Named-object pointing items:
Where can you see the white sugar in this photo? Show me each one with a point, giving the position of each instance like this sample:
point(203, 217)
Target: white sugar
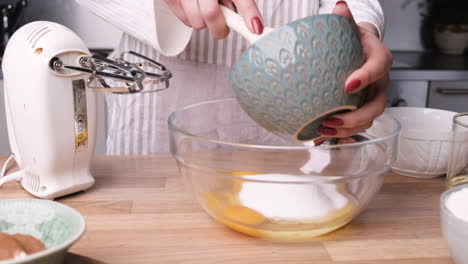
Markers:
point(292, 201)
point(457, 203)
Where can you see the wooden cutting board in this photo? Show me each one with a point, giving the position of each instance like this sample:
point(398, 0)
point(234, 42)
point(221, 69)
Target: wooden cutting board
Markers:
point(140, 212)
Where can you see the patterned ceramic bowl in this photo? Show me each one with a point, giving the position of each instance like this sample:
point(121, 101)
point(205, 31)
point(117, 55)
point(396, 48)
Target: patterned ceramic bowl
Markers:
point(56, 225)
point(293, 78)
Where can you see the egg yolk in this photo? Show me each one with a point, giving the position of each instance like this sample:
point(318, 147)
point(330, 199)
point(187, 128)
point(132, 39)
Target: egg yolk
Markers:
point(243, 215)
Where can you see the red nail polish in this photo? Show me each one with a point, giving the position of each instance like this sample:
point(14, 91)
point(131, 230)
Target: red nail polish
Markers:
point(353, 86)
point(333, 121)
point(257, 25)
point(341, 2)
point(326, 131)
point(319, 142)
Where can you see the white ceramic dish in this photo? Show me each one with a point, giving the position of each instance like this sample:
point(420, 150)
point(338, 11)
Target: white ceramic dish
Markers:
point(454, 229)
point(56, 225)
point(424, 141)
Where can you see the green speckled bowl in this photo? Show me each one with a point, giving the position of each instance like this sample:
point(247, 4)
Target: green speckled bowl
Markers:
point(293, 78)
point(56, 225)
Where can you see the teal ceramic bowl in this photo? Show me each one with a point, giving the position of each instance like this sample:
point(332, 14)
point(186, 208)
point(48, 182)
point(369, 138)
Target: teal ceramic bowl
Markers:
point(56, 225)
point(293, 78)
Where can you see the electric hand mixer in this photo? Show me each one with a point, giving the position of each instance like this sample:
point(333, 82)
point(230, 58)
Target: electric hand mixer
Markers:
point(51, 113)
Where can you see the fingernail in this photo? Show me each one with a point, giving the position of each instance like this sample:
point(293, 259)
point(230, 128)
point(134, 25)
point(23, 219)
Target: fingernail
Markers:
point(353, 86)
point(257, 25)
point(341, 3)
point(319, 142)
point(333, 121)
point(326, 131)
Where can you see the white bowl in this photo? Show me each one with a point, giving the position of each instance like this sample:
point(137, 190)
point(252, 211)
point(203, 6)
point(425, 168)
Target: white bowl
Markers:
point(454, 229)
point(56, 225)
point(424, 141)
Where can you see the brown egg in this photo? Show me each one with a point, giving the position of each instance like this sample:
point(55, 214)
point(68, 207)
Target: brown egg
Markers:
point(30, 244)
point(9, 247)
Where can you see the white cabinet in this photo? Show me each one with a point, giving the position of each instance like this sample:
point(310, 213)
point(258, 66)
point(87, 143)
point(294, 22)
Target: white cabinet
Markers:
point(452, 96)
point(408, 93)
point(4, 145)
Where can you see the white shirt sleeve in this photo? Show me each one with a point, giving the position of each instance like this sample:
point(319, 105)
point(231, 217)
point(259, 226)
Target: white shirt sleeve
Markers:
point(363, 11)
point(150, 21)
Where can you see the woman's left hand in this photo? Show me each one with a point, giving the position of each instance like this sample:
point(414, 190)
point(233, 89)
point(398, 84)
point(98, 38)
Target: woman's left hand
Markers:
point(373, 74)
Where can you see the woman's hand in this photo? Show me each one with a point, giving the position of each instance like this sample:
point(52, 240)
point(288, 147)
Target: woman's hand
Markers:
point(373, 74)
point(200, 14)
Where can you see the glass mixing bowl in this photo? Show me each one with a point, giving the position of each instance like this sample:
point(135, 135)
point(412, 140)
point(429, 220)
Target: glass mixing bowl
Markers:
point(264, 186)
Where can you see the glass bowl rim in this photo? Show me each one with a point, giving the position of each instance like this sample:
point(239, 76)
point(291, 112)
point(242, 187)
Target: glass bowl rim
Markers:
point(394, 133)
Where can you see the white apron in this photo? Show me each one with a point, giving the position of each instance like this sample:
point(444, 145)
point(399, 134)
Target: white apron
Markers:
point(137, 123)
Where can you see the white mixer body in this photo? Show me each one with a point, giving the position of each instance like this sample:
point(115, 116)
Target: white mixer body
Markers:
point(51, 117)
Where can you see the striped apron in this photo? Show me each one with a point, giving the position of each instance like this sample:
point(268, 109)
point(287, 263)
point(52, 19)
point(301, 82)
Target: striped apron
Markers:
point(137, 123)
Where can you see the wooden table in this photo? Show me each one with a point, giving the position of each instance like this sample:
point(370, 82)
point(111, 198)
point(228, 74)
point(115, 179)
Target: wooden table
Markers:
point(140, 212)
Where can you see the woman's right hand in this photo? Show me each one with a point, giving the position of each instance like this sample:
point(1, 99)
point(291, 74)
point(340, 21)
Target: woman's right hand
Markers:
point(200, 14)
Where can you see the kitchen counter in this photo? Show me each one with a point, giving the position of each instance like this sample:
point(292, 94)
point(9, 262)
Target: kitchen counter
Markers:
point(426, 66)
point(140, 212)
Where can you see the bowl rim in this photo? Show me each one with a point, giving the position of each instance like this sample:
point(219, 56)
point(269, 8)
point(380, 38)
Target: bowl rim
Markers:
point(394, 133)
point(443, 207)
point(56, 249)
point(458, 122)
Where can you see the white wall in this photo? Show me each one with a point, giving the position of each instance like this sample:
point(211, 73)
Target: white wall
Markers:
point(402, 26)
point(95, 32)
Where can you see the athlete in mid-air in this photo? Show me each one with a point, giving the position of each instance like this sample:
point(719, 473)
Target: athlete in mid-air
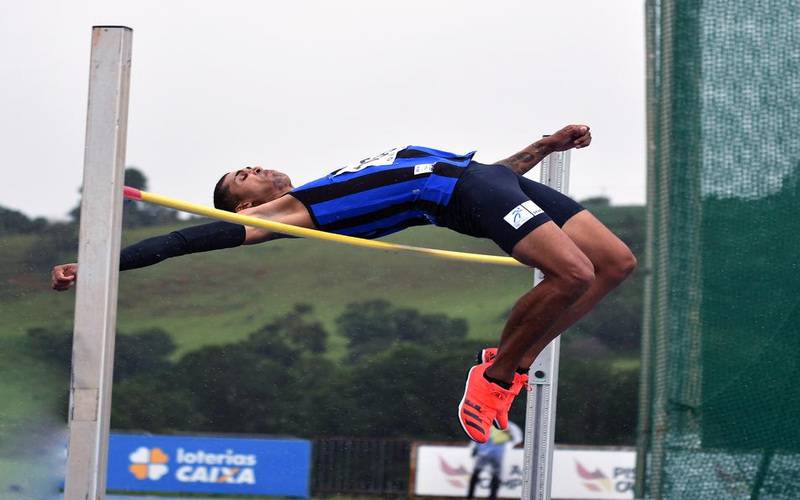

§ WORK TO COMPLETE:
Please count how many lines in the items above contain the string "glass", treating uppercase and lowercase as different, and reply with the number alone.

§ ANSWER IN FULL:
4